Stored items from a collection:
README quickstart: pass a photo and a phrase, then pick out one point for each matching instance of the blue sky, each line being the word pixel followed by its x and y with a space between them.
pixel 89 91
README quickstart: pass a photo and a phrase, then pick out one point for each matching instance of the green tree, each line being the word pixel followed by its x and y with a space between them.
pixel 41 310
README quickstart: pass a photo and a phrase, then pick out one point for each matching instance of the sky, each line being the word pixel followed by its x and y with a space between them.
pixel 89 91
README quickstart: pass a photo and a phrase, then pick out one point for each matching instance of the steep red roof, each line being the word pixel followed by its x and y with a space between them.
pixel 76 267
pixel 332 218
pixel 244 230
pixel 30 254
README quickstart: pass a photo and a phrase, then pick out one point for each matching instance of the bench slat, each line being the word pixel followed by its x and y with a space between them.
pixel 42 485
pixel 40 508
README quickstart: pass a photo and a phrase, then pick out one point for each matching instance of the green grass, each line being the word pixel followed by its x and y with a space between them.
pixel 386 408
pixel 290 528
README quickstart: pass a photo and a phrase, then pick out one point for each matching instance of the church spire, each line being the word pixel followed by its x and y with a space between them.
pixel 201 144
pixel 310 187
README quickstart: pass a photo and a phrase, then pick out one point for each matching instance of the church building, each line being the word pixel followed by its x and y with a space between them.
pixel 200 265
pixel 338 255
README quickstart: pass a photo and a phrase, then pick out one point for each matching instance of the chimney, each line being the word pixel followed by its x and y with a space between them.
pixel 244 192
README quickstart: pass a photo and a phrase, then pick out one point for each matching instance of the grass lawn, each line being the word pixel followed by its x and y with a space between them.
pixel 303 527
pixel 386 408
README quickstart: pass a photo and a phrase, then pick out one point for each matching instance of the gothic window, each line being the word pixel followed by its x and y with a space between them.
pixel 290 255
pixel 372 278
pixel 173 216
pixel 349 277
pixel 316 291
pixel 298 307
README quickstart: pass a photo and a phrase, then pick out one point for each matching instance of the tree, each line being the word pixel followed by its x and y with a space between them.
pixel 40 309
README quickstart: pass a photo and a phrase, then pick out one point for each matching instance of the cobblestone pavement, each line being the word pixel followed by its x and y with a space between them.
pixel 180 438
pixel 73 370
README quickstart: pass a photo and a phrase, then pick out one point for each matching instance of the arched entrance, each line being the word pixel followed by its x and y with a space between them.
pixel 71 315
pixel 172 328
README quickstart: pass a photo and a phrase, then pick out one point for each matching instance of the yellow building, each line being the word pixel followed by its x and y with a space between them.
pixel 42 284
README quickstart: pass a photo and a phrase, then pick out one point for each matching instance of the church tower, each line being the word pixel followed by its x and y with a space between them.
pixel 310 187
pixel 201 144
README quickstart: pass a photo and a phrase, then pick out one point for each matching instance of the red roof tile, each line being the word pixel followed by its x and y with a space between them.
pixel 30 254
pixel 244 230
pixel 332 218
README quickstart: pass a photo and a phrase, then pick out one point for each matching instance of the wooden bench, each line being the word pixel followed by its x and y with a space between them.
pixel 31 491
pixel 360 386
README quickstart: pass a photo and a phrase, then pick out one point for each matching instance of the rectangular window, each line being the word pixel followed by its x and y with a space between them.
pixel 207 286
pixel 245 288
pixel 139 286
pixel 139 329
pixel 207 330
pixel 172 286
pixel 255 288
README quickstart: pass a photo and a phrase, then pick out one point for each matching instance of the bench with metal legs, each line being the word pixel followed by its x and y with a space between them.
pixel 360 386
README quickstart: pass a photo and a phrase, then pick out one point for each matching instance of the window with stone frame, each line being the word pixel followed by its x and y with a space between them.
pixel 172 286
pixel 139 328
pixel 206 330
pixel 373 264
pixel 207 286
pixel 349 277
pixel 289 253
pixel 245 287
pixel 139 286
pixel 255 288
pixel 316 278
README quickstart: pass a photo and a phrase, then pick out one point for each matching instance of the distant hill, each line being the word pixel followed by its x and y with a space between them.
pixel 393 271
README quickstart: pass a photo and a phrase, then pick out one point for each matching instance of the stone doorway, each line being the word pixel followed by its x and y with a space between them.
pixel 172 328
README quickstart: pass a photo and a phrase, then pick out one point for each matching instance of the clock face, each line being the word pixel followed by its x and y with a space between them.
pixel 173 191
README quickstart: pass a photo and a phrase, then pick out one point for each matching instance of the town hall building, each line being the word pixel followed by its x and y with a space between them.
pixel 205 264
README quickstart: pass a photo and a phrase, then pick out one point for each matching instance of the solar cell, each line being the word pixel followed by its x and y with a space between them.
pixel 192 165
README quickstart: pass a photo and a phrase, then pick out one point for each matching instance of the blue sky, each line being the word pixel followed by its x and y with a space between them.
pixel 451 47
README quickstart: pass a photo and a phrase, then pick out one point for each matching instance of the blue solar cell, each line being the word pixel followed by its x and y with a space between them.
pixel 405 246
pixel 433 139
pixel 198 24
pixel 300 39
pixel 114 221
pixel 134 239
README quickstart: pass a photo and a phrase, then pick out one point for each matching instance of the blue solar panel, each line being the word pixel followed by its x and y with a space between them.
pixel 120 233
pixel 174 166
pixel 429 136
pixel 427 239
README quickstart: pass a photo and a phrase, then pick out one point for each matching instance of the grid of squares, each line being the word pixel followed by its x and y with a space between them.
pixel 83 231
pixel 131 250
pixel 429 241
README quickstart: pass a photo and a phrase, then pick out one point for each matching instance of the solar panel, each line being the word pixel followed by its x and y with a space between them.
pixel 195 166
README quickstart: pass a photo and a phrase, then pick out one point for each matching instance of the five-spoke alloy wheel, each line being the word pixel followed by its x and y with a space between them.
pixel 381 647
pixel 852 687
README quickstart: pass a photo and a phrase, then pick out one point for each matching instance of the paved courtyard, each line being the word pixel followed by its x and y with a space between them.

**Task directions**
Could you set down each entry above word for word?

**Answer to the exercise**
README quickstart: pass a photo and a phrase, then pick out one point for each matching instance of the blue sky, each line being the word pixel followed by its x and y with a space between them.
pixel 89 91
README quickstart: pass a photo and a phrase, then pick out one point for each matching instance of the green tree, each line being the word pixel followed by its x and y with a space between them.
pixel 41 310
README quickstart: pass a photo and a phrase, then pick out one point for each matching instance of the sky, each line being the word pixel followed by its x and y with a space between them.
pixel 89 91
README quickstart: pass a photo and a phrase, then pick out one point for each matching instance of the steep red roof, each line being the word pixel followed by its x and y with a space between them.
pixel 76 267
pixel 332 218
pixel 244 230
pixel 30 254
README quickstart: pass a photo and a phrase, then pick out one point for each matching instance of the bench slat, each line being the word pixel followed by its x and y with a space between them.
pixel 42 485
pixel 40 508
README quickstart: pass a photo and a phrase, then pick out one point for each matching instance of the green grass, each line being the word pixel followed by its x and y with a space between them.
pixel 386 408
pixel 290 528
README quickstart: pass a photo and a phrase, then pick out one point for each matching instance of the church spire, each line being the word pixel followed by its x and y with a space between them.
pixel 201 144
pixel 310 187
README quickstart: pass a photo and a phrase, then pick out one point for each matching instance of the church building, each line being the word pixel followed by its x and y with a space between them.
pixel 200 265
pixel 338 255
README quickstart: pass a photo and a phrase, then pick out one point for each matching instance of the chimney, each line being the word pixel followed by its x and y with a space between them.
pixel 244 192
README quickstart: pass a photo and a phrase, then pick out one point for each matching instance of the grass lawn, each line being the word pixel followed by its x and y with a space between them.
pixel 303 527
pixel 386 408
README quickstart: pass a photo and a phrase, then pick out one point for each matching instance of the gothic window, each line being the word pixel followed by its x and y with a space between them.
pixel 290 255
pixel 372 278
pixel 173 216
pixel 349 277
pixel 316 291
pixel 298 307
README quickstart: pass a photo and a phrase, then pick out one point for each matching instance of the tree, each line being the word pixel followed by its x and y with a space between them.
pixel 40 309
README quickstart: pass a photo and a phrase, then pick out one point for each matching instance of the cobblestone pavement, each line being the word pixel followed by its x and y with a space between them.
pixel 180 438
pixel 73 370
README quickstart: pass a photo and a phrase, then pick out one point for each matching instance of the arched entrance, each line being the word pixel followed by its x and y with a space between them.
pixel 71 315
pixel 172 328
README quickstart: pass a photo and a phrase, then pick out one point for each matching instance of the yellow building, each line being the word pixel followed by its x and y with a space between them.
pixel 42 284
README quickstart: pass a photo and a phrase, then pick out one point for each matching instance of the church tower, each line being the word pixel followed by its x and y with a space between them.
pixel 310 187
pixel 201 144
README quickstart: pass a photo and a phrase, then pick out one point for each matching instance of the red roof tile, each line being the word pixel followed by its x and y with a space between them.
pixel 30 254
pixel 244 230
pixel 332 218
README quickstart: pass a photo and a phrase, then pick out one point for each matching instance of the wooden bench, each line being the word pixel followed by its x and y with a space between them.
pixel 31 491
pixel 360 386
README quickstart: pass a photo and a phrase, then pick out one point for each matching instance of the rectangular window, each line being the word pixel followed by its x and y with a space between them.
pixel 207 286
pixel 245 288
pixel 139 286
pixel 139 329
pixel 207 330
pixel 172 286
pixel 255 288
README quickstart: pass a photo and a phrase, then pick out one point for each matching instance of the bench with metal legs, each line being the word pixel followed by its x and y with a space between them.
pixel 360 386
README quickstart: pass a photo and a phrase, then pick out one point for each matching instance of the window with stone frame, each line being the word pixel followed by its x and y with a space between them.
pixel 172 286
pixel 139 328
pixel 206 330
pixel 373 264
pixel 207 286
pixel 349 277
pixel 289 253
pixel 245 287
pixel 139 286
pixel 255 288
pixel 316 278
README quickstart: pass a photo and a phrase, then pick out one point for each matching instance of the distant hill, each line being the word pixel followed by its x and y with a space between them.
pixel 393 271
README quickstart: pass a photo and a phrase, then pick out one point for each matching instance of the stone doorway, each line being the word pixel followed by its x and y with a space between them.
pixel 172 328
README quickstart: pass a photo and a phrase, then pick out one point for each matching instance of the clock face, each line being the word pixel followed by its x and y with a space between them.
pixel 173 191
README quickstart: pass a photo and a phrase, then pick out one point for each matching instance of the town hall building, each line being the word pixel followed by its x and y with a space between them.
pixel 205 264
README quickstart: pass a photo and a phrase, then pick out one point for each matching instance of the solar cell, each line being the word pixel followed by its x and y with a space between them.
pixel 192 165
README quickstart: pass a photo and a phrase, then pick out one point for each matching instance of the blue sky, each line being the word pixel followed by its x and y with a space between them.
pixel 451 47
README quickstart: pass a photo and a phrase, then pick out one point for each matching instance of the blue solar cell, each line being the word pixel followed by its x and y with a space between them.
pixel 405 246
pixel 433 139
pixel 198 24
pixel 300 39
pixel 114 221
pixel 134 239
README quickstart: pass a photo and a phrase, then pick out one point for each matching instance of the blue solar panel, each line being the word pixel followed by its x and y with a space between them.
pixel 120 233
pixel 174 166
pixel 429 136
pixel 427 239
README quickstart: pass a photo and a phrase, then pick out one point for each matching instance of the grid of squares, each line being the word pixel followed by its x and y with a space between them.
pixel 83 231
pixel 131 250
pixel 429 241
README quickstart: pass a photo and a phrase, then pick out one point for each matching instance of the solar panel, each line being the word pixel followed by its x and y with a space between them.
pixel 195 166
README quickstart: pass a photo and a phrase, then pick out one point for each matching instance of the five-spoke alloy wheel, each line being the word pixel followed by its x and y with a space between them.
pixel 381 647
pixel 852 687
README quickstart: pass a photo and a phrase, then pick out one point for each matching instance of the paved courtyard, each line being the word pixel followed by its x and y with a space between them.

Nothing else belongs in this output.